** TASKS FOR THIS EXERCISE **
1 - Copy the article on driverless cars from "In this futuristic, fantasy" to "pretty compulsive viewing.", changing "robots" to "androids".
2 - In the article on driverless cars, which Sky Atlantic series does the writer recommend to readers anxious about driverless cars?

** QUOTED PASSAGE **

......

Owner of BIG TOM Driving School, Tom Ingram considers the fear of the driverless car.
If you find yourself a little anxious at the prospect of driverless cars gracefully floating around our roads then the Sky Atlantic series “Westworld” will be an eye-opener.
In this futuristic, fantasy world with a Western theme, humans pay to enter and engage with robots in a breath-taking variety of experiences. How much the robots are actually controllable is the issue as there seems to be a little gremlin that has entered into their circuitry that appears to be causing behaviour that is not entirely desirable. If you can put aside the obvious limitations on a practical point, like many of the Sky boxsets, it is pretty compulsive viewing.
But the issue it highlights is the often heard concern raised by objectors of driverless cars regarding how reliable the cars will be; how trustworthy will the performance be should there be little gremlins that enter into the internal mechanisms? Could you find yourself stranded in the middle of nowhere due to a software malfunction and how consistently reliable will they actually be in identifying, assessing and responding to objects around them?

......

** DATA EXTRACT **
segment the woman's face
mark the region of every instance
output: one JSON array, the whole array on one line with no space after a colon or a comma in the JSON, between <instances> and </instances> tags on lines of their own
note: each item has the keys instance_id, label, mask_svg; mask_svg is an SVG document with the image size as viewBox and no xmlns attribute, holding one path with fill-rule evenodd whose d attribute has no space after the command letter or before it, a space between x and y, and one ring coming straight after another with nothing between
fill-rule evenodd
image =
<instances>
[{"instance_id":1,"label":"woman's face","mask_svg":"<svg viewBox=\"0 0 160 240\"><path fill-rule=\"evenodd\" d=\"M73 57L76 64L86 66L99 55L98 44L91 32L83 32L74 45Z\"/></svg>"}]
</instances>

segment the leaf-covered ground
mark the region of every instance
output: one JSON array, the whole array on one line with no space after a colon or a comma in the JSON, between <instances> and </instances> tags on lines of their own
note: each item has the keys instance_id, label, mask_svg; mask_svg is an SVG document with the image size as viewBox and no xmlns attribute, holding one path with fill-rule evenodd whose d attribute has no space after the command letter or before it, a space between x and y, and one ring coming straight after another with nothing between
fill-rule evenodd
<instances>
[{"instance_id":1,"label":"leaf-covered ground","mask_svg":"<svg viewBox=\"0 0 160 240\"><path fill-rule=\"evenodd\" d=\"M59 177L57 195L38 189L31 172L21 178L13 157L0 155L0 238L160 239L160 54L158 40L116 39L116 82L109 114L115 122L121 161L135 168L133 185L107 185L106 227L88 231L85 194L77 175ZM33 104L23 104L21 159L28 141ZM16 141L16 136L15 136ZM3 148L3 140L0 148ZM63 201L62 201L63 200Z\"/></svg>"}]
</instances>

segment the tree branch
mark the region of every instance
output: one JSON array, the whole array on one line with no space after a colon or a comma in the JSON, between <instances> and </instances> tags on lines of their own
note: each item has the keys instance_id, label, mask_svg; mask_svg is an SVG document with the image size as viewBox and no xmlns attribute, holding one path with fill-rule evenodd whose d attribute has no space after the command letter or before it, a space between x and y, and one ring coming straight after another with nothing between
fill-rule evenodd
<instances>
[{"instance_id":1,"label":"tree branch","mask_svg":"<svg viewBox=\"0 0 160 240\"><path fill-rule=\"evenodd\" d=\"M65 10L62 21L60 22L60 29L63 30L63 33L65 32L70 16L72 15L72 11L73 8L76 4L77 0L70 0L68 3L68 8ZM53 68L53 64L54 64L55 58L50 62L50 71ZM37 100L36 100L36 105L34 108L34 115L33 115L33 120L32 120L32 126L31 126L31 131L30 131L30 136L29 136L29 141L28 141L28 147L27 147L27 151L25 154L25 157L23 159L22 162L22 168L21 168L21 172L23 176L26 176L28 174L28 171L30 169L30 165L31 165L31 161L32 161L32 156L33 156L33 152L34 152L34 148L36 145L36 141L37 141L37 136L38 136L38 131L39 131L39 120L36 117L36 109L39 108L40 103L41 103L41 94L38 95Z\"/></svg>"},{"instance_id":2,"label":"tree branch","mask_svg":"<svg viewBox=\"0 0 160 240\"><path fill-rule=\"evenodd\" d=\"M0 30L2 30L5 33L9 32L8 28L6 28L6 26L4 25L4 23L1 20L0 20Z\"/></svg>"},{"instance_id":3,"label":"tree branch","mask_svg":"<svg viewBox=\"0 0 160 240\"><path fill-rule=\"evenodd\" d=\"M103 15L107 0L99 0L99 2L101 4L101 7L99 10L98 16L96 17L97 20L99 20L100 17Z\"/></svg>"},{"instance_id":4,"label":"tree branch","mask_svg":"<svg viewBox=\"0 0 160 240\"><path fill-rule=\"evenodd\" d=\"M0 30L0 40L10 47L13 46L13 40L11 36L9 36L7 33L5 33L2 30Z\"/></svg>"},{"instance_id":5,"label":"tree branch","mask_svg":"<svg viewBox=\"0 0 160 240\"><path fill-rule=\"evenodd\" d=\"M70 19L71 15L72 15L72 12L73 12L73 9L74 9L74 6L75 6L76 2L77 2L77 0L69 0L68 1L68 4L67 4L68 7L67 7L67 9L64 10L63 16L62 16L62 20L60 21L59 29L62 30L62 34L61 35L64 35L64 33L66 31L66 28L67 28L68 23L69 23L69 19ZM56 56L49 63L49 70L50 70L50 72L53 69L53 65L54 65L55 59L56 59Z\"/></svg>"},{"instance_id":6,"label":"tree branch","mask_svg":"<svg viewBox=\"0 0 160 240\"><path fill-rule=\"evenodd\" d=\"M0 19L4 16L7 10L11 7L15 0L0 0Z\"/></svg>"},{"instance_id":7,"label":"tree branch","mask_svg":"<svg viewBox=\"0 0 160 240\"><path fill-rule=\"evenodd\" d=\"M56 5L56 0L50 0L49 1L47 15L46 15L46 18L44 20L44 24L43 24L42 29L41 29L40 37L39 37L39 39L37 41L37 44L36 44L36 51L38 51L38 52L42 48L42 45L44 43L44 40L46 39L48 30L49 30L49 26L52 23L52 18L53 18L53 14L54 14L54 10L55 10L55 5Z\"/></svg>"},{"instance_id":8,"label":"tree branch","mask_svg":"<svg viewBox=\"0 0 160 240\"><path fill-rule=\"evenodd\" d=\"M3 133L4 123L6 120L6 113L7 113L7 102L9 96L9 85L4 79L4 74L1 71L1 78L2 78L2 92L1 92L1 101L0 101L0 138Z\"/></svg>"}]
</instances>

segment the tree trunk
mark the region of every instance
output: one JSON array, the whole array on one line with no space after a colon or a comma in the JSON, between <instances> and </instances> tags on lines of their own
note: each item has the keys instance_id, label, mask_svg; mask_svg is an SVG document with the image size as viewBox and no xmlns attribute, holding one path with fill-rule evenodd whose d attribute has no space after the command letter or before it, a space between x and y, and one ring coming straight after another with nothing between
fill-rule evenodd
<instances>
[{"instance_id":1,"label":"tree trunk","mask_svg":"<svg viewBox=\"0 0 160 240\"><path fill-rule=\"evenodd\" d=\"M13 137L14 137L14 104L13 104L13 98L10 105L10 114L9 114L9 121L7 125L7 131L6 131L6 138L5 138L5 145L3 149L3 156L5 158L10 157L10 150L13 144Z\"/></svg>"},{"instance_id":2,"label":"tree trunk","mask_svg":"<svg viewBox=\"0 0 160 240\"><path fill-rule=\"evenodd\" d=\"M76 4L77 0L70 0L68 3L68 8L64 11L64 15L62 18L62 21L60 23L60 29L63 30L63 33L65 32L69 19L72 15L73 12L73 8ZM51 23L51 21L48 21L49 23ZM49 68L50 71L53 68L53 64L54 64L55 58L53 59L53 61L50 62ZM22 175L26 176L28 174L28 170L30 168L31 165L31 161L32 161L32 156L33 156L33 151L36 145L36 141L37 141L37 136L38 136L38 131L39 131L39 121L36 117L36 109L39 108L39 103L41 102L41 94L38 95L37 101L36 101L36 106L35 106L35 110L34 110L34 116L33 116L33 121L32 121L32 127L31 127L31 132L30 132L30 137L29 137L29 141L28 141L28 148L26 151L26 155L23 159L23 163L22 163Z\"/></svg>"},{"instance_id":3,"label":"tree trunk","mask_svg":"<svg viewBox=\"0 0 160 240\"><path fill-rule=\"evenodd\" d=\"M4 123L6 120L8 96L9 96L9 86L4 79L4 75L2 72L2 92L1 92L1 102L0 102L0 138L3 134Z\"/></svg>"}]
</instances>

......

** COMPLETED EXERCISE **
1 -
In this futuristic, fantasy world with a Western theme, humans pay to enter and engage with androids in a breath-taking variety of experiences. How much the androids are actually controllable is the issue as there seems to be a little gremlin that has entered into their circuitry that appears to be causing behaviour that is not entirely desirable. If you can put aside the obvious limitations on a practical point, like many of the Sky boxsets, it is pretty compulsive viewing.

2 - "Westworld"